WORK INSTRUCTION => Transcribe exactly the lines that fall between the one holding "Would you mind marking the chrome" and the one holding "Would you mind marking the headlight", inclusive, from the entries below.

==*==

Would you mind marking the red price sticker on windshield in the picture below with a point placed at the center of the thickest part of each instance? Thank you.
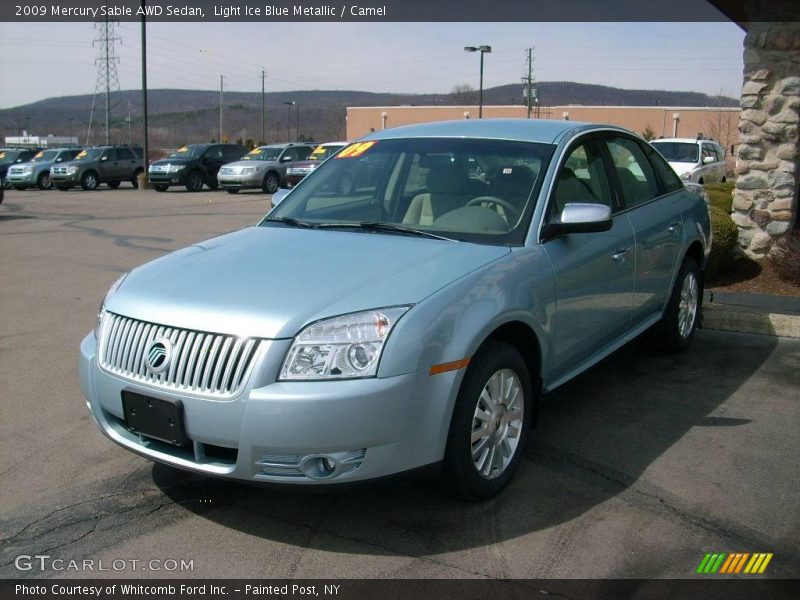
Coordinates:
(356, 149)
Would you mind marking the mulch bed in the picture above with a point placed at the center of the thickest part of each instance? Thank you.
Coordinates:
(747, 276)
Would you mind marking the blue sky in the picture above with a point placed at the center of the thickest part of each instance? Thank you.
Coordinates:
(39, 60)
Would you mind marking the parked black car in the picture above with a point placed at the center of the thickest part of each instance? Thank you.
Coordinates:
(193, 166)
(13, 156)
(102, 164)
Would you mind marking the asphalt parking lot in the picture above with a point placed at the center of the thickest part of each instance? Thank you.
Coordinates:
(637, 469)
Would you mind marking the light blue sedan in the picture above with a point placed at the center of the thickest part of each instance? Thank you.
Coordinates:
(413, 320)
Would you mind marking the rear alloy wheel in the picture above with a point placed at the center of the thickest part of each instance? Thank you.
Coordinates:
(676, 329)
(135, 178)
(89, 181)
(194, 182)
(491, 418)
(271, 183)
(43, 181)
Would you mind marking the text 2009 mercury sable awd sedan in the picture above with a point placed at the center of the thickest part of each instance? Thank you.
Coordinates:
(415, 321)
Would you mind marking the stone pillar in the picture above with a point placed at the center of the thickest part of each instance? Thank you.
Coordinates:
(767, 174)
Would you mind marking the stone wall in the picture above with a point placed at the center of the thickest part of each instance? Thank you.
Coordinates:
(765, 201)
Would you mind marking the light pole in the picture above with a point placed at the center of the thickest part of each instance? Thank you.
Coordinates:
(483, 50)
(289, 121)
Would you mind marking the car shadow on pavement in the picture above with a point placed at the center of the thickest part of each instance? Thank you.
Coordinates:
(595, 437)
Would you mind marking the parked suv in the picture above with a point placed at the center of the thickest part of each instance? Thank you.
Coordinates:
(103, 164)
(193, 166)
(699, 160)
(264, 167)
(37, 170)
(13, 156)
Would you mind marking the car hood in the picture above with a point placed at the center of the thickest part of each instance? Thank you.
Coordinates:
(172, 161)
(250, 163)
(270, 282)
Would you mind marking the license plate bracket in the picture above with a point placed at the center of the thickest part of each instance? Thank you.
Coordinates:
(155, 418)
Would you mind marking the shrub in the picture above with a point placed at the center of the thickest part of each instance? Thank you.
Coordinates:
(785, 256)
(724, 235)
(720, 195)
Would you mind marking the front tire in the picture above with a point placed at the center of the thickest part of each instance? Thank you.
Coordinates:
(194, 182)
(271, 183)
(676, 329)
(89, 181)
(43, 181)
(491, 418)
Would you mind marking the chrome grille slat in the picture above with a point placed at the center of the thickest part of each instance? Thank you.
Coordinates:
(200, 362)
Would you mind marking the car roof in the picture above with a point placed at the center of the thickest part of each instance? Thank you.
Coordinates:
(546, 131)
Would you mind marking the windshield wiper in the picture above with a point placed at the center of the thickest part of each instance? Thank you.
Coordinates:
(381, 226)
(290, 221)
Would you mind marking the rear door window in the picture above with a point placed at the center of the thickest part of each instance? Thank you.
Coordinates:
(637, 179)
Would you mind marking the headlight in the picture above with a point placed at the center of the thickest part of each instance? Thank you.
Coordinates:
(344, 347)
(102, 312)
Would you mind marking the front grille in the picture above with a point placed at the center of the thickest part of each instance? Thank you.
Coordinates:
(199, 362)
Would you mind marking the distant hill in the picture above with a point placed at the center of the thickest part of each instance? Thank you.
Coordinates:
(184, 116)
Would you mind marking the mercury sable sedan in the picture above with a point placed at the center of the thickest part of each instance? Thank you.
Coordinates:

==*==

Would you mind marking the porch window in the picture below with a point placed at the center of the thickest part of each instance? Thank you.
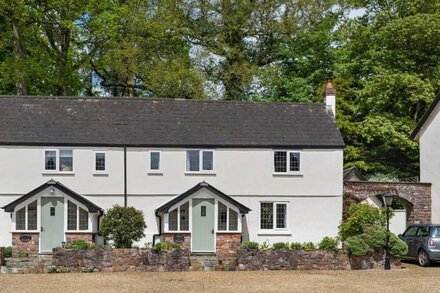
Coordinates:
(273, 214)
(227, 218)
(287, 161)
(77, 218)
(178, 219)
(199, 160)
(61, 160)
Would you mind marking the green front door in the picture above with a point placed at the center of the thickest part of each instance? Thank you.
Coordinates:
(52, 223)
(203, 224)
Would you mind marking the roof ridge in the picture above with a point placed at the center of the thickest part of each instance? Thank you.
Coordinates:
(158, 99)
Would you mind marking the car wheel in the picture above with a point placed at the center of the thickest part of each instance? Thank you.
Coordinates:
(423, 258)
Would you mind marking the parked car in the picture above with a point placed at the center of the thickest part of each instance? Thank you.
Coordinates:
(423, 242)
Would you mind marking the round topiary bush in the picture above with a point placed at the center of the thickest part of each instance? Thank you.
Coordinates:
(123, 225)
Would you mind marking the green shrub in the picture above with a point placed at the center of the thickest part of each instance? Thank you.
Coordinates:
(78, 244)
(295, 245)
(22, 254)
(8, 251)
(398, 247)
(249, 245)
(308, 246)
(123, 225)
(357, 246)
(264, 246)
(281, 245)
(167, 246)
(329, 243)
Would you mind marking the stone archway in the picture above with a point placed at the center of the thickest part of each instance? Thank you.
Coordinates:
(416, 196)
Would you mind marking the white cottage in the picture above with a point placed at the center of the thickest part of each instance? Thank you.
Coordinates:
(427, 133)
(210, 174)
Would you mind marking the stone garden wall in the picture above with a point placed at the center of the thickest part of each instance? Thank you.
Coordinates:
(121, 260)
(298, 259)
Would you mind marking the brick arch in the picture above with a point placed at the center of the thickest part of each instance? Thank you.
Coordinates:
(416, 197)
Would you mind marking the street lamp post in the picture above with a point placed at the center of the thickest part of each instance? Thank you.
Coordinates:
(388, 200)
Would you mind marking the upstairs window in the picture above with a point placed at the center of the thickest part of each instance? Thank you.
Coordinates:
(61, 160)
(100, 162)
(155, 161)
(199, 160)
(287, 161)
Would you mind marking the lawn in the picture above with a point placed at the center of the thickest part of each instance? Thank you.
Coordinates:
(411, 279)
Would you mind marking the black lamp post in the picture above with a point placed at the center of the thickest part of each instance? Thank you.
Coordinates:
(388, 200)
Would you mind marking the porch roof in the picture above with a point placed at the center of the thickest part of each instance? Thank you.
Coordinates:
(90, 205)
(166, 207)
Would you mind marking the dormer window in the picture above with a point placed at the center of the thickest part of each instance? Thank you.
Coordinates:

==*==

TASK SOLUTION =>
Would you mind marking the chrome grille slat in the picture above with a point placed at the center of the thickest part of each instance? Thank you.
Coordinates:
(200, 362)
Would you mind marking the car roof in the picture above with a point placed at the center of the thickest part of each instance? Thank you.
Coordinates:
(546, 131)
Would you mind marking the windshield wiper in the picture above with a point placed at the center of the thickest part of each instance? Thank you.
Coordinates:
(381, 226)
(290, 221)
Would you mind marking the rear door window in the picture above with a point placed at the center of the thickest part of each instance? Thank you.
Coordinates:
(637, 179)
Would you mind marking the headlight in the picture above with a point placed at the center of the thickest part of each instance? Thank you.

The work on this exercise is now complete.